<<<<

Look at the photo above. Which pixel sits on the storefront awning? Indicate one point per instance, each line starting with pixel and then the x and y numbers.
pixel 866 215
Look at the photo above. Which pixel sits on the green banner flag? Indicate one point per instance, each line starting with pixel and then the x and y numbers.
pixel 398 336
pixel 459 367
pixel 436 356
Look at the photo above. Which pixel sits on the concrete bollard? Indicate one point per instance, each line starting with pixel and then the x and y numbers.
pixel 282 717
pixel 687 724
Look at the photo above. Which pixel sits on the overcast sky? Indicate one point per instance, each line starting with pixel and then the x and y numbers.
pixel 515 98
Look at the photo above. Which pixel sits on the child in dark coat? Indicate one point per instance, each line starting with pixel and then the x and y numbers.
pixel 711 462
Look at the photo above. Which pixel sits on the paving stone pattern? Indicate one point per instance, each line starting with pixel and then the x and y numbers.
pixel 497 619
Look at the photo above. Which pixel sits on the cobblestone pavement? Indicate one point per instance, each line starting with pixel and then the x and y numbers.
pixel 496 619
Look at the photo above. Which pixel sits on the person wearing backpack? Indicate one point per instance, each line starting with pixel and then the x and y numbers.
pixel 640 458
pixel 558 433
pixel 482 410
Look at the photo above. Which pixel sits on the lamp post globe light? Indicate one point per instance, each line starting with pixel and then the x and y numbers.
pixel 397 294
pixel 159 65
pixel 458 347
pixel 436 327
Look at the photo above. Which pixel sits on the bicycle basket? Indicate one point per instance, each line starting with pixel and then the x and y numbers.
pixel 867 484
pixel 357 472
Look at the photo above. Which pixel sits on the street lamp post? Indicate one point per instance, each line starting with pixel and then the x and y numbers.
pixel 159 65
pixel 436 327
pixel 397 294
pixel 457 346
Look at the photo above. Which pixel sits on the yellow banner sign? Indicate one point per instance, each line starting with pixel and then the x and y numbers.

>>>>

=== WRITTEN TASK ===
Output every line of the records above as a Markdown table with two columns, Row and Line. Number the rows in order and leave out blank lines.

=== WRITTEN SOLUTION ===
| Row | Line |
|---|---|
| 1 | Look at the photo above. Which pixel sits on the storefront awning? Indicate one point per instance, each line starting with pixel and then the x and y numbers. |
| 2 | pixel 866 215 |
| 3 | Look at the photo above. Which pixel sits on the green banner flag? Indicate one point per instance, each line starting with pixel and then the x and y numbers. |
| 4 | pixel 398 336 |
| 5 | pixel 459 367 |
| 6 | pixel 436 356 |
| 7 | Look at the photo above. Which pixel sits on the concrete bollard? Indicate one point per instance, each line starting with pixel and then the x and y numbers. |
| 8 | pixel 282 717 |
| 9 | pixel 687 724 |
| 10 | Look at the photo above. Which pixel sits on the overcast sky? Indicate one point per instance, each line starting with pixel and then the x and y numbers. |
| 11 | pixel 515 98 |
| 12 | Look at the photo above. Which pixel sits on the child in dark coat? Indicate one point per instance, each line starting with pixel and then the x and y numbers. |
| 13 | pixel 711 462 |
| 14 | Look at the photo above. Which pixel sits on the paving stone pattern? Indicate one point per instance, each line starting with pixel and then the x and y numbers. |
| 15 | pixel 497 619 |
| 16 | Look at the photo above. Which pixel sits on the cobblestone pavement? Indicate one point per instance, each line starting with pixel and then the x and y numbers. |
| 17 | pixel 496 619 |
| 18 | Look at the photo above. Which pixel sits on the person wearing backpack? Indicate one point per instance, each line starting with pixel and then the x and y numbers. |
| 19 | pixel 640 458 |
| 20 | pixel 558 433 |
| 21 | pixel 482 410 |
| 22 | Look at the photo above. Which pixel sits on the lamp post globe light? Indicate one point per instance, each line starting with pixel and then the x and y numbers. |
| 23 | pixel 397 294 |
| 24 | pixel 159 65 |
| 25 | pixel 458 347 |
| 26 | pixel 436 327 |
| 27 | Look at the photo above. Which pixel sits on the bicycle basket? Indicate one point per instance, each line starting with pixel and then the x and y numbers. |
| 28 | pixel 867 484 |
| 29 | pixel 357 472 |
| 30 | Look at the photo above. Which pixel sits on the street lamp post? Indicate one point per instance, each line starting with pixel and then the x and y numbers. |
| 31 | pixel 159 65 |
| 32 | pixel 436 327 |
| 33 | pixel 397 294 |
| 34 | pixel 457 346 |
| 35 | Look at the photo above. Which pixel sits on the yellow banner sign? Indicate one point per instance, each line starting with pixel and then the x and y numbers. |